(Picture shape labeling items)
————————

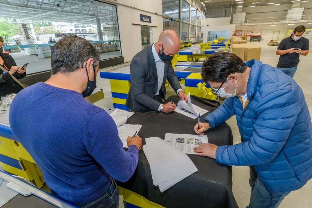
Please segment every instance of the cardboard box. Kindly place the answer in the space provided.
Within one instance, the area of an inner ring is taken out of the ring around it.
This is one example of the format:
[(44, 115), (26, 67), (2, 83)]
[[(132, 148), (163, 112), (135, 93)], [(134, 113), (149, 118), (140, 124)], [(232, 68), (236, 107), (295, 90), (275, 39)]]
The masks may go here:
[[(253, 59), (260, 60), (261, 47), (250, 43), (231, 45), (230, 52), (234, 53), (244, 61)], [(242, 58), (243, 57), (244, 58)]]
[(231, 44), (241, 44), (242, 43), (247, 43), (247, 41), (243, 40), (241, 38), (234, 38), (231, 41)]

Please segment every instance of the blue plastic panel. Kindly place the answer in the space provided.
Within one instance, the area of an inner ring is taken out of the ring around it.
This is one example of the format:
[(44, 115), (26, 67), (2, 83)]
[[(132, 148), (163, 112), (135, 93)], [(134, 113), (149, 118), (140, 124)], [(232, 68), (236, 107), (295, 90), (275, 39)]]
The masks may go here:
[(0, 154), (0, 161), (20, 170), (23, 170), (18, 161)]
[(119, 80), (130, 80), (130, 74), (122, 73), (115, 73), (106, 71), (100, 71), (100, 75), (101, 78), (109, 79)]
[[(197, 79), (186, 79), (185, 85), (186, 87), (197, 87), (197, 84), (199, 82), (202, 83), (203, 82)], [(208, 83), (206, 84), (205, 86), (207, 88), (210, 87), (210, 85)]]
[(7, 138), (15, 141), (17, 139), (13, 134), (11, 128), (8, 126), (0, 124), (0, 136)]
[(120, 99), (127, 99), (128, 94), (125, 93), (120, 93), (119, 92), (112, 92), (112, 97), (115, 98), (120, 98)]
[(178, 52), (180, 55), (192, 55), (192, 51), (181, 51)]

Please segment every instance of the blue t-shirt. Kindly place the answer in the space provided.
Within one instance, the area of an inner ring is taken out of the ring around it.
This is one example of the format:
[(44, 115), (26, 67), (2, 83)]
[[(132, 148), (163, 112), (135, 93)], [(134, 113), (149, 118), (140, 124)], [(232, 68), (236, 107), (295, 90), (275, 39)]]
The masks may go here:
[(9, 120), (53, 193), (72, 204), (98, 198), (111, 176), (125, 182), (136, 167), (136, 147), (125, 151), (111, 117), (76, 91), (42, 82), (28, 87), (12, 102)]

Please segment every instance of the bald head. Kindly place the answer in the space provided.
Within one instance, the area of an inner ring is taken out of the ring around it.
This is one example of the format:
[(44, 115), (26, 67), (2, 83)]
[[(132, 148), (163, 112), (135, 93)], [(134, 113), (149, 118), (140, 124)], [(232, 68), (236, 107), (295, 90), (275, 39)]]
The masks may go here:
[(173, 30), (166, 30), (162, 32), (157, 43), (160, 51), (163, 48), (165, 53), (167, 55), (173, 55), (180, 50), (180, 38)]

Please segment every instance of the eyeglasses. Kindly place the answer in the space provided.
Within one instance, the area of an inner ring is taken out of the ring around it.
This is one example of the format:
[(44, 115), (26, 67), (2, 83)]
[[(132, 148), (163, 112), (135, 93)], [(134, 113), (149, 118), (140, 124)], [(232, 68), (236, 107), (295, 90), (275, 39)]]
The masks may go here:
[(219, 90), (220, 89), (220, 88), (221, 88), (221, 87), (222, 86), (222, 85), (223, 85), (223, 84), (224, 84), (224, 82), (225, 82), (224, 81), (222, 82), (222, 83), (221, 84), (221, 85), (220, 85), (220, 86), (219, 87), (219, 88), (218, 88), (218, 89), (217, 90), (214, 89), (212, 88), (211, 89), (212, 90), (212, 93), (215, 94), (216, 95), (220, 95), (220, 93), (219, 93)]

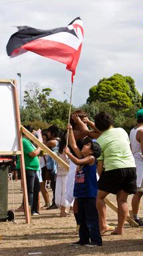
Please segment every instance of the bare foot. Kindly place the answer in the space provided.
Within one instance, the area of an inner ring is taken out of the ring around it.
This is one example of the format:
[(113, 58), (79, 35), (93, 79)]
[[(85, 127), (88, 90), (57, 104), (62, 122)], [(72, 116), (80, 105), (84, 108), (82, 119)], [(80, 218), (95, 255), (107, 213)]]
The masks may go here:
[(60, 214), (60, 217), (64, 217), (67, 216), (71, 216), (71, 214), (68, 213), (67, 212), (62, 213)]
[(23, 212), (24, 209), (23, 205), (21, 205), (19, 208), (17, 208), (15, 211), (15, 213)]
[(122, 235), (122, 232), (118, 231), (118, 229), (114, 230), (114, 231), (111, 232), (111, 235)]
[(105, 233), (109, 232), (109, 231), (112, 231), (114, 229), (115, 229), (114, 226), (109, 226), (108, 225), (107, 225), (106, 228), (102, 229), (100, 231), (100, 234), (101, 234), (101, 235), (103, 235), (104, 234), (105, 234)]

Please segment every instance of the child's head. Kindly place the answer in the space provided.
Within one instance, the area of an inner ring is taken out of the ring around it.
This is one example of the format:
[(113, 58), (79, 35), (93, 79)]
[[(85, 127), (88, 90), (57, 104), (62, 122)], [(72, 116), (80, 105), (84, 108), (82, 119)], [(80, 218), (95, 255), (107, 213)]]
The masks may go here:
[(92, 155), (96, 159), (100, 156), (100, 146), (94, 140), (91, 140), (89, 137), (86, 137), (84, 138), (84, 146), (81, 150), (81, 152), (84, 157)]
[(41, 132), (41, 135), (42, 135), (43, 143), (43, 144), (46, 144), (46, 142), (47, 142), (47, 141), (49, 140), (48, 136), (47, 136), (47, 130), (48, 129), (44, 129)]
[(78, 116), (82, 121), (83, 121), (84, 118), (87, 116), (87, 114), (82, 110), (76, 110), (74, 111), (71, 114), (71, 118), (70, 118), (70, 124), (72, 126), (72, 129), (74, 129), (74, 126), (75, 126), (74, 120), (72, 118), (72, 115), (73, 115), (74, 114), (76, 114), (77, 116)]
[(50, 126), (47, 129), (47, 136), (49, 140), (52, 139), (53, 138), (57, 138), (59, 136), (59, 128), (56, 126), (55, 124)]
[(66, 146), (67, 140), (65, 136), (63, 136), (63, 137), (61, 138), (61, 140), (59, 141), (59, 153), (62, 154), (64, 150), (65, 146)]

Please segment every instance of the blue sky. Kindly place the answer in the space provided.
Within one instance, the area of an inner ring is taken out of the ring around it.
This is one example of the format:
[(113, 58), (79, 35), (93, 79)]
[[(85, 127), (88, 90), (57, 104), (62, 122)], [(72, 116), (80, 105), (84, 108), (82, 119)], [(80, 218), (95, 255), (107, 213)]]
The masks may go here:
[(0, 0), (0, 79), (21, 74), (22, 94), (29, 82), (49, 87), (51, 97), (69, 100), (71, 72), (64, 64), (32, 52), (10, 59), (5, 47), (15, 26), (49, 29), (65, 27), (76, 17), (83, 21), (84, 38), (74, 77), (72, 103), (86, 102), (90, 87), (120, 73), (130, 76), (142, 94), (143, 78), (142, 7), (138, 0)]

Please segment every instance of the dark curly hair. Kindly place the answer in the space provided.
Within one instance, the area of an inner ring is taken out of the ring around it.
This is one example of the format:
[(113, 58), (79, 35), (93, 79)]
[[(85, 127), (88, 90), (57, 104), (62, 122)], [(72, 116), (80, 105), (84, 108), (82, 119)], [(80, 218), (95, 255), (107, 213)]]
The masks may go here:
[(102, 111), (95, 115), (94, 124), (97, 129), (103, 132), (113, 125), (113, 120), (109, 114)]
[(59, 134), (59, 129), (55, 124), (47, 128), (47, 132), (50, 132), (51, 134), (54, 137), (58, 137)]
[(76, 110), (75, 111), (74, 111), (71, 115), (71, 117), (70, 117), (70, 124), (71, 124), (71, 126), (72, 126), (72, 128), (74, 129), (74, 126), (75, 126), (75, 124), (74, 122), (74, 120), (72, 118), (72, 115), (74, 114), (77, 114), (80, 118), (85, 118), (87, 116), (87, 114), (84, 111), (84, 110)]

————————

**TASK PROMPT**
Rewrite the rows from the start up to and including the line with "38), (231, 41)]", renaming "cardboard box" as "moving box" and leaving all else unchanged. Leave the pictures out of your answer.

**FINAL RESULT**
Please segment every instance of the moving box. Kindly place the answer in the space provided.
Within one instance, the area of an inner ring is taken out of the ring around it.
This is one example of the format:
[(44, 115), (26, 67), (2, 83)]
[[(132, 148), (163, 112), (135, 93)], [(134, 113), (149, 118), (140, 124)], [(232, 68), (236, 107), (295, 90), (275, 39)]]
The masks may go here:
[[(253, 59), (260, 60), (261, 47), (250, 43), (231, 45), (230, 52), (234, 53), (244, 61)], [(242, 58), (243, 57), (244, 58)]]
[(231, 44), (241, 44), (242, 43), (247, 43), (247, 41), (243, 40), (241, 38), (234, 38), (231, 41)]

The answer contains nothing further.